### Text shown
START

| |

Avon Gale and Roan Parrish on Heart of the Steal (and a giveaway!)

The authors are giving away a copy of this ebook to two lucky AAR readers. Make a comment below to be entered in our drawing!

Step 1. Brainstorming

Roan: Heart of the Steal was born in a moving truck, on a hot as hell August day in the South. Well, that’s not entirely true—it had existed before, IN AVON’S TWISTED BRAIN.

Avon: Yes! And it was very convoluted and involved a side plot with a serial killer. Which is just what you want in your opposites-attract romance novel, right? I was having a lot of problems with the story and wanted to talk it out with Roan, and what I was really in love with about the story was the characters far more than my plot. When I was talking it out with her, she immediately started giving me such great ideas, especially for Vaughn, and I just knew that she had to write him. So I suggested maybe we should write the book together! And ditch the serial killer, focusing instead on a fun, opposites-attract story about someone who follows the rules, and someone who’s never met a rule he couldn’t break.

END

### Given entries

START

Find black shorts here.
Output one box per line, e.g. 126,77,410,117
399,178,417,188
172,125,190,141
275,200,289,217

END

### What is asked
(1) Answer these questions about the Heart of the Steal post:
(a) How many AAR readers will get a copy of the ebook?
(b) According to Roan, where was Heart of the Steal born?
(c) What side plot did the earlier, convoluted version of the story involve?
(2) Quote the Heart of the Steal post from "Avon: Yes! And" to "he couldn’t break.".

### Answers to the problems
(1)
(a) Two.
(b) In a moving truck, on a hot August day in the South.
(c) A serial killer.

(2)
Avon: Yes! And it was very convoluted and involved a side plot with a serial killer. Which is just what you want in your opposites-attract romance novel, right? I was having a lot of problems with the story and wanted to talk it out with Roan, and what I was really in love with about the story was the characters far more than my plot. When I was talking it out with her, she immediately started giving me such great ideas, especially for Vaughn, and I just knew that she had to write him. So I suggested maybe we should write the book together! And ditch the serial killer, focusing instead on a fun, opposites-attract story about someone who follows the rules, and someone who’s never met a rule he couldn’t break.